• **Problem details**
Please swap every "small bush" for "shrub" in the entries below and keep everything else unchanged.
— Start of Record list —
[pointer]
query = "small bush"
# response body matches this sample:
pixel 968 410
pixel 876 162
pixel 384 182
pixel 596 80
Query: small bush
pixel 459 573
— End of Record list —
• **Result of the exercise**
[pointer]
query = "shrub"
# response body matches this sample:
pixel 968 410
pixel 876 162
pixel 384 182
pixel 596 80
Query: shrub
pixel 459 573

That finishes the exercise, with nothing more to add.